---------- Provided passage ----------

Coronavirus impact: Gujarat govt issues post lockdown guidelines for APMCs

The letter asks APMCs to allot separate date and time between farmers from their own jurisdictions and those from other jurisdictions or districts.
With the Agricultural Produce Market Committees (APMCs) across the state looking to resume operations post April 14, the Gujarat government has issued guidelines to ensure containment of Covid-19 spread at the market yards.

APMCs engaged in grains, pulses and oilseeds had seen an impact, thereby several of them shutting down amidst the 21-day lockdown announced by the Centre. Now, while the Centre and states are planning to extend lockdown, the market yards are gearing up to resume operations. However, the state government has now issued guidelines asking APMCs to prepare in advance before resuming operations.

"Amidst the lockdown, the government is ensuring that essential items are made available to citizens. Currently, most of the grain market yards are closed across the state due to lockdown. Post lockdown with several farmers, wholesale and retail traders and consumers likely to come to market yards for trading of grains and vegetables there is a potential to further spread the coronavirus. As a result, several steps are required to be taken by the market yards amidst the current situation during trading of grains, pulses and oilseeds," a letter by the director of Agriculture Marketing and Rural Finance, Government of Gujarat to all APMCs stated.

Among the guidelines, the market yards are being advised to take varied measures to ensure social distancing and sanitisation of premises. For instance, the government has suggested division of the market yard into separate segment for different commodities with farmers trading in each commodity being assigned specific date and time in advance to come to the yard for trading their produce.

The letter asks APMCs to allot separate date and time between farmers from their own jurisdictions and those from other jurisdictions or districts. 

"In the current auction system, after farmers have brought their produce to the market, around 15-20 traders gather for auction with total number of people at the market tending to be around 30-40. In such cases, maintaining social distance becomes difficult. Therefore, it is suggested that as much as possible the current auction system be done away with, thereby arranging for direct purchase by traders and commission agents from framers at the farm level and not gather at the yard as much as possible," the letter suggests.

---------- Dataset records ----------

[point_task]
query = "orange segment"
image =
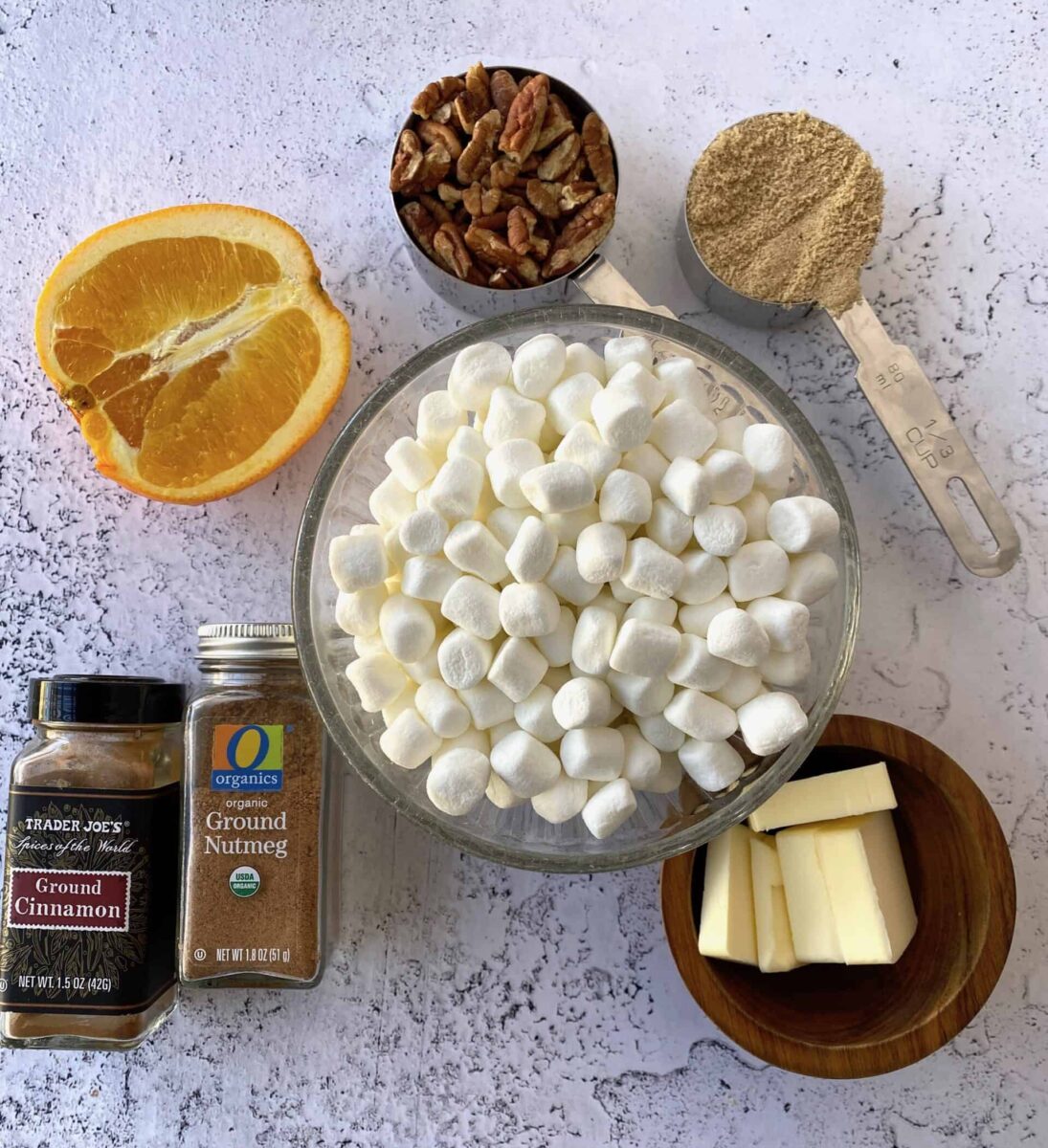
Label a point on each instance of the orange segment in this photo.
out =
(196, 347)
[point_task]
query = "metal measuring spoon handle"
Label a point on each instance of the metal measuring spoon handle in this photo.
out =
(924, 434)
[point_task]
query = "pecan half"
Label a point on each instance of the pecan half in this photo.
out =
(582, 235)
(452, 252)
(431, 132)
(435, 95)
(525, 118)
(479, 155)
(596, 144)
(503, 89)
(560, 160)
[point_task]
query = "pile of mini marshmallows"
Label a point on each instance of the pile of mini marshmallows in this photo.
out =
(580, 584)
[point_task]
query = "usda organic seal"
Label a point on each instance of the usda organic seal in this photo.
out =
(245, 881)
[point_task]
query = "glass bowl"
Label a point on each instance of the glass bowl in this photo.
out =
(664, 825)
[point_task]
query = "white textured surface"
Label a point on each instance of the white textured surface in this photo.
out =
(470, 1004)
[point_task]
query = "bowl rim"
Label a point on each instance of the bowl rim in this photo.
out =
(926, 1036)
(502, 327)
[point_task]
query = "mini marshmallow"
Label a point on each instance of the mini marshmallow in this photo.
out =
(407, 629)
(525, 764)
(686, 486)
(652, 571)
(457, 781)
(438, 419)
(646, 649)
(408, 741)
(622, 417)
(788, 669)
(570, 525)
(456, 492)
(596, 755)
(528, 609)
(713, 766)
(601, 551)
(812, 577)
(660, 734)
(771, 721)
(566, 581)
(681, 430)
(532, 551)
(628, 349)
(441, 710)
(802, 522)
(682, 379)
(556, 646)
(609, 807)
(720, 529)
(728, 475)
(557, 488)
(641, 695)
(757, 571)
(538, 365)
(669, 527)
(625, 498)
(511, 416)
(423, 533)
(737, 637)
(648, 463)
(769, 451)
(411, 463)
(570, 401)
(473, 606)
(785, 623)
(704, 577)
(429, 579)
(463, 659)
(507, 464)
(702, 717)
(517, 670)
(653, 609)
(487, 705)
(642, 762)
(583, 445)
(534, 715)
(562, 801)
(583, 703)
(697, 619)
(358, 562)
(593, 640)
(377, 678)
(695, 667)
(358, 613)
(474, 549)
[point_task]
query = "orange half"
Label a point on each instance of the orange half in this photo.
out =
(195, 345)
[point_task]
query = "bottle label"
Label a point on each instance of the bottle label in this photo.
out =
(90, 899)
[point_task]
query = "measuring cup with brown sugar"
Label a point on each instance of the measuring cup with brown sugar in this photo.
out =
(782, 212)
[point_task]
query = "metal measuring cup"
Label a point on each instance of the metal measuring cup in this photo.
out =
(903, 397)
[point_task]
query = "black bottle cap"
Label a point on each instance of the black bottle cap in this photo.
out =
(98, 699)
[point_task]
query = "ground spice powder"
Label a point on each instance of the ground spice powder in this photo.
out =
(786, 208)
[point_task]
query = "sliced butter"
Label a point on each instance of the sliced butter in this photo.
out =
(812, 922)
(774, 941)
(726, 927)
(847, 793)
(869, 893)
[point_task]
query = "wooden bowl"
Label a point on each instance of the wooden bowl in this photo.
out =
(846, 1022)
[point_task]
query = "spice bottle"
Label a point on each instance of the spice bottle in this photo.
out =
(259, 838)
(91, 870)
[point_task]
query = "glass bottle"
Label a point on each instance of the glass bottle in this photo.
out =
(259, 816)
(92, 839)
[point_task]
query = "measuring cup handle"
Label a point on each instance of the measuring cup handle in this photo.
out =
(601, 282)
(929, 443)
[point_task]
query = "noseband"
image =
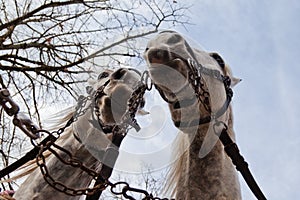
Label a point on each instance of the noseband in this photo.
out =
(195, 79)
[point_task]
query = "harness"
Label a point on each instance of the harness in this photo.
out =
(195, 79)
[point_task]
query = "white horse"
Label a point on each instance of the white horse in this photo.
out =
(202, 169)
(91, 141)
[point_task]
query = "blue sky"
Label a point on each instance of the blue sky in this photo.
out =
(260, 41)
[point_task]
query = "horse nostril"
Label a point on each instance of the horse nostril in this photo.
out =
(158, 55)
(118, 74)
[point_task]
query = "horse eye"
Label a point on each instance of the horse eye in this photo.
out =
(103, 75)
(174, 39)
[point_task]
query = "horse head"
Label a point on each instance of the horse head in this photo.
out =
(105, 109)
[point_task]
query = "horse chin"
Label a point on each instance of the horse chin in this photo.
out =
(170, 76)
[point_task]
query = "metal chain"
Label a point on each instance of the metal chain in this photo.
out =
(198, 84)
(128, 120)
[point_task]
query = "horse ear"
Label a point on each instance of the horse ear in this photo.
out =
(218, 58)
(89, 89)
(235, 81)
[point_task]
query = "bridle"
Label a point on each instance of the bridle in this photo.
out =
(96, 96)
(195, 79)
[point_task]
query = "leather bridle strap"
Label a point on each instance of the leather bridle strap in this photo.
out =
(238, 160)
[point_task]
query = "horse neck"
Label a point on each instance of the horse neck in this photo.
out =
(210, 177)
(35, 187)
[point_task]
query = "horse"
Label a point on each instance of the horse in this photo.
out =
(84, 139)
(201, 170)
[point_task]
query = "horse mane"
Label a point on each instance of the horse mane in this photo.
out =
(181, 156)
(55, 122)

----------
---------- Dataset records ----------

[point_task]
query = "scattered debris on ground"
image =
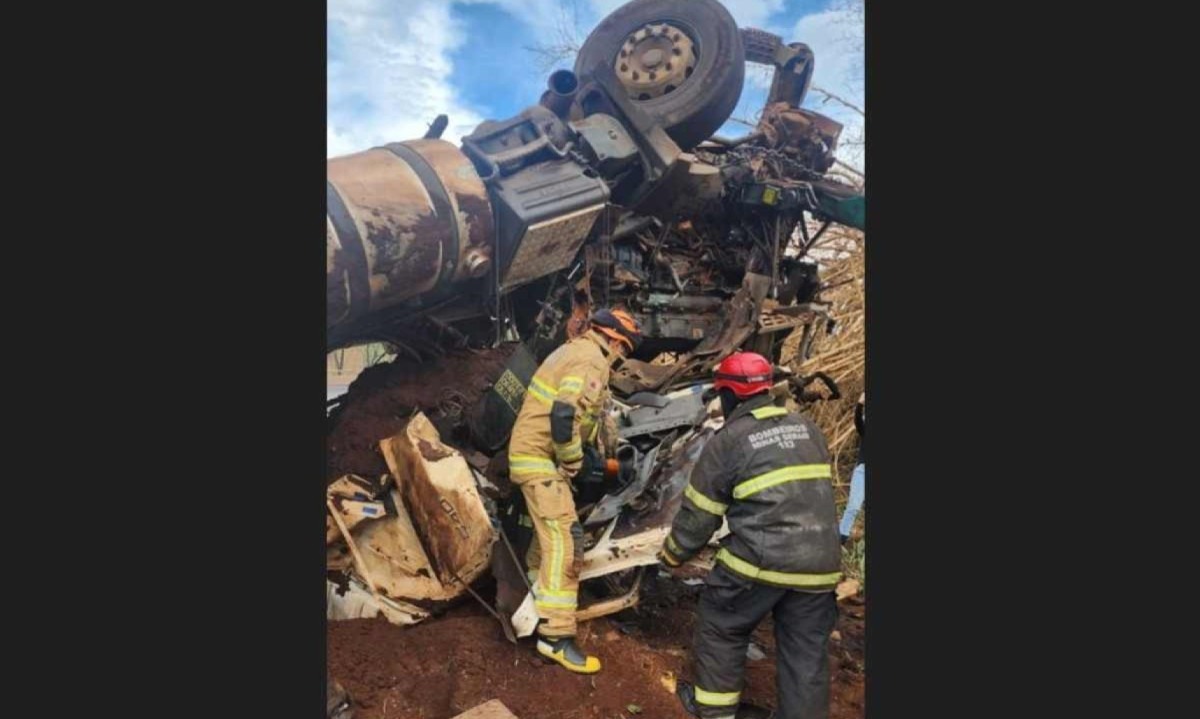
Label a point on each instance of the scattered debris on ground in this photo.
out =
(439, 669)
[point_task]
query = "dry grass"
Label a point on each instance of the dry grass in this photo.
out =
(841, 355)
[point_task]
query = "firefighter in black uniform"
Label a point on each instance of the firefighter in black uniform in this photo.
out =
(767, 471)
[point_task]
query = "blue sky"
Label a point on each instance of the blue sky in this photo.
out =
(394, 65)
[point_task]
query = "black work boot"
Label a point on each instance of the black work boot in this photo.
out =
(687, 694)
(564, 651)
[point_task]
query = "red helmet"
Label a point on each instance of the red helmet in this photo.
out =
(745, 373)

----------

Problems to solve:
[a] From the article on Gujarat's market yard guidelines, extract the passage from "Among the guidelines, the" to "trading their produce.".
[b] Answer these questions using the article on Gujarat's market yard guidelines:
(i) How long was the lockdown that the Centre announced?
(ii) Who wrote the letter sent to all APMCs?
(iii) In the current auction system, about how many traders gather for an auction?

Answers by item:
[a]
Among the guidelines, the market yards are being advised to take varied measures to ensure social distancing and sanitisation of premises. For instance, the government has suggested division of the market yard into separate segment for different commodities with farmers trading in each commodity being assigned specific date and time in advance to come to the yard for trading their produce.

[b]
(i) It was a 21-day lockdown.
(ii) The director of Agriculture Marketing and Rural Finance, Government of Gujarat, wrote it.
(iii) Around 15-20 traders gather.